Исходный фрагмент »
▽

Мы уже видели, что в учении Конфуция о государстве действительно заключались элементы либерализма. Но в его собственной стране это не привело к народовластию. «Конфуций, — говорит Крил, — положил начало созданию демократического правления, но созданные им принципы были слишком мало расширены. И самих этих принципов недостаточно. Для эффективности демократии народ в целом должен иметь активный голос при избрании своих правителей. Для этой цели необходимо создать особые методы. В Китае это никогда не получило развития; это завершилось в другой части света» [41].

△

Задания »
1. Перечислите все имена собственные из фрагмента о Конфуции, каждое по одному разу.
2. Изложите фрагмент о Конфуции в двух предложениях.
3. Продолжите фрагмент о Конфуции, начав сразу после его последнего предложения.

Строки данных »
▽

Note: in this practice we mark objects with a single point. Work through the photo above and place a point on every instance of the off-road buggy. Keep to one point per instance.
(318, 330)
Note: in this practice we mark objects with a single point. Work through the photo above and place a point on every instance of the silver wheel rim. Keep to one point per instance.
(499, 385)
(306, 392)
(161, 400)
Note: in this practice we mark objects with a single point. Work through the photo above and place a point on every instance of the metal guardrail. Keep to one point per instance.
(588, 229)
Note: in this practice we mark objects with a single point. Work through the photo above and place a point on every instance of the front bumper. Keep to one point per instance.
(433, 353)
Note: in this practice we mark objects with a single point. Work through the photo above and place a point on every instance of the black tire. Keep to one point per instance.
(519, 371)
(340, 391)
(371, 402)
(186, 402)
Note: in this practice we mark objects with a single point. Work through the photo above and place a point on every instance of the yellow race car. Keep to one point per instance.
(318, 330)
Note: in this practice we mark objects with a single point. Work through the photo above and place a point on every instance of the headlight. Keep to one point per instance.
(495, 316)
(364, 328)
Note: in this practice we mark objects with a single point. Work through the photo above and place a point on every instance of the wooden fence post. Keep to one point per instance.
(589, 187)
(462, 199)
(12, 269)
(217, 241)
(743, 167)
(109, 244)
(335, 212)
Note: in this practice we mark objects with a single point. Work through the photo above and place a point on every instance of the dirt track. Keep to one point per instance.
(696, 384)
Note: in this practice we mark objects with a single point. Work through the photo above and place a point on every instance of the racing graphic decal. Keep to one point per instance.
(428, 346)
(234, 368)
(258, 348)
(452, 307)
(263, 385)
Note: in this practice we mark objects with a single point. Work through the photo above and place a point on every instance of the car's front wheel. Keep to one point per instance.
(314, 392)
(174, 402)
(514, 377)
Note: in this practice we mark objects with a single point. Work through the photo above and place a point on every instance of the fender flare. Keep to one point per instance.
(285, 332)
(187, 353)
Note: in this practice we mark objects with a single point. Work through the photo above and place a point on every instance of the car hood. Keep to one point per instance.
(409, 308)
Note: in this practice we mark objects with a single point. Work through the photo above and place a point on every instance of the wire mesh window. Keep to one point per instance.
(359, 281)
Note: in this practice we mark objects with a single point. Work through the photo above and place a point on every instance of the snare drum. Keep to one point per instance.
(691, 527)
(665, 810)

△
▽

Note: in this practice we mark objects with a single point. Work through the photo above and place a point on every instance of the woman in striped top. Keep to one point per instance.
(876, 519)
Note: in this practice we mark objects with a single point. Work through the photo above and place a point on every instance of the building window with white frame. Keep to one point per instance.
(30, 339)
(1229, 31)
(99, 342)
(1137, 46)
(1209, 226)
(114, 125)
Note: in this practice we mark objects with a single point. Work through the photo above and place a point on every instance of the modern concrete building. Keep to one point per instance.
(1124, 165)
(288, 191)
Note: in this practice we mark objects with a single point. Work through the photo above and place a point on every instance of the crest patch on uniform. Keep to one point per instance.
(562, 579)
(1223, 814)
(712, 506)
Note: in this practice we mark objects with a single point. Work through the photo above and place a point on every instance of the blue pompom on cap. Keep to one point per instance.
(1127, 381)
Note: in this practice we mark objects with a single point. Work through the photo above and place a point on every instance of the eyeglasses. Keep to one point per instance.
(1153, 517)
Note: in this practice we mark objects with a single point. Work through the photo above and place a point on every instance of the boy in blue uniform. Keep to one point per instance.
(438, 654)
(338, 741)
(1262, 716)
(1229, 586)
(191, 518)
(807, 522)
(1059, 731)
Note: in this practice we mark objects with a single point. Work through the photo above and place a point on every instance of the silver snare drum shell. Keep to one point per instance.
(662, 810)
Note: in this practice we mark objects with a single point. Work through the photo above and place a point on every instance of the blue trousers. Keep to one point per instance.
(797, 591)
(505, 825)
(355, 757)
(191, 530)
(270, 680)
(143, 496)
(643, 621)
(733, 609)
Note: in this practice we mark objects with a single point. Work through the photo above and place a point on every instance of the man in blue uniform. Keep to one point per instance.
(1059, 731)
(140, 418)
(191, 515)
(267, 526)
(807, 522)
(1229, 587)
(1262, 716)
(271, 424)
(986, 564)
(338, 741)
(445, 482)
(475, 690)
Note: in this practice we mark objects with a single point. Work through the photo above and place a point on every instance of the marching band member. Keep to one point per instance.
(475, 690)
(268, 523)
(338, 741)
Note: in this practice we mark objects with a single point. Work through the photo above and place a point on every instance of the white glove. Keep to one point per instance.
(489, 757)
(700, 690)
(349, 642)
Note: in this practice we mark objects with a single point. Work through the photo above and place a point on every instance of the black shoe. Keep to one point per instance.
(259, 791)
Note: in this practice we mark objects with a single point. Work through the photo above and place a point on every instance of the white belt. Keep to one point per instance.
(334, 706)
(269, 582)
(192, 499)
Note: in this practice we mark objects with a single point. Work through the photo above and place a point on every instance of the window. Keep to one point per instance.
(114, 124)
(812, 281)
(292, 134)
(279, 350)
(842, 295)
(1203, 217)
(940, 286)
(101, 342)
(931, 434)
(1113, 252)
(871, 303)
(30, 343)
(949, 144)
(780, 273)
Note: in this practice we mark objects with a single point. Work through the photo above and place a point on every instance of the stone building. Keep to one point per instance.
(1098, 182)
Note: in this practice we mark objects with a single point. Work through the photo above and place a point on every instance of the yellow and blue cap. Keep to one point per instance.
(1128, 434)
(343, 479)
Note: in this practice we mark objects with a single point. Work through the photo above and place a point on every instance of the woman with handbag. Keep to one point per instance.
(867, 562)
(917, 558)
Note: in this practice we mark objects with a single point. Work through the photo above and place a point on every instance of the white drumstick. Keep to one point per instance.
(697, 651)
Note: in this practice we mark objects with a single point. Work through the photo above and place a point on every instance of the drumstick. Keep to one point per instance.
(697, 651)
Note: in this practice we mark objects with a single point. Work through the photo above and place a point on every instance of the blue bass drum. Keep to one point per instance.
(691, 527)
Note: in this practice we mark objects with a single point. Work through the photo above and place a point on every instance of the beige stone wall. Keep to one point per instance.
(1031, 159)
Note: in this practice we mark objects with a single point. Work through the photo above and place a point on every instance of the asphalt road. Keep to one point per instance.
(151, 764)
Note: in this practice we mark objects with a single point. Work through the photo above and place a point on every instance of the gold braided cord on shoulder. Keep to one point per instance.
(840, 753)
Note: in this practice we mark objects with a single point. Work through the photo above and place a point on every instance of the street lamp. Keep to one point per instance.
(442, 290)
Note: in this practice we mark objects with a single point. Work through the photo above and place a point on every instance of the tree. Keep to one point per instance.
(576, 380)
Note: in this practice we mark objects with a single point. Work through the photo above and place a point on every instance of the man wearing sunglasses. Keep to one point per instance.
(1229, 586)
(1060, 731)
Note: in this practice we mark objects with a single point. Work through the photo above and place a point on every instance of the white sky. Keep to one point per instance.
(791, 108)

△

Ответы »
1. Конфуций, Крил, Китай

2. В учении Конфуция о государстве были элементы либерализма, однако в его стране это не привело к народовластию. По словам Крила, Конфуций положил начало демократическому правлению, но его принципы были слишком мало расширены и сами по себе недостаточны, а особые методы, дающие народу активный голос при избрании правителей, в Китае так и не получили развития.

3.
Итак, конфуцианский идеал — не просто экзотическая философия. Он явился первой попыткой сформулировать учение о том, что конечная цель человека — чисто земная, что нравственность может быть укреплена независимо от религии, что все высшие запросы духа могут быть устранены из сознания, а трагичность жизни преодолена созданием гармоничного общества. Совершенно очевидно, что эта доктрина являлась общечеловеческим соблазном, а не просто китайским изобретением.
Несмотря на свое тяготение к «середине», Китай, таким образом, выдвинул два крайне противоположных решения проблемы жизни. С одной стороны, в лице Лао-цзы он возвестил миру о тайне Высшего Бытия и призывал к мистическому созерцанию. А с другой стороны, в лице Конфуция он объявил высшей ценностью земное существование и увидел спасение в устойчивом общественном режиме.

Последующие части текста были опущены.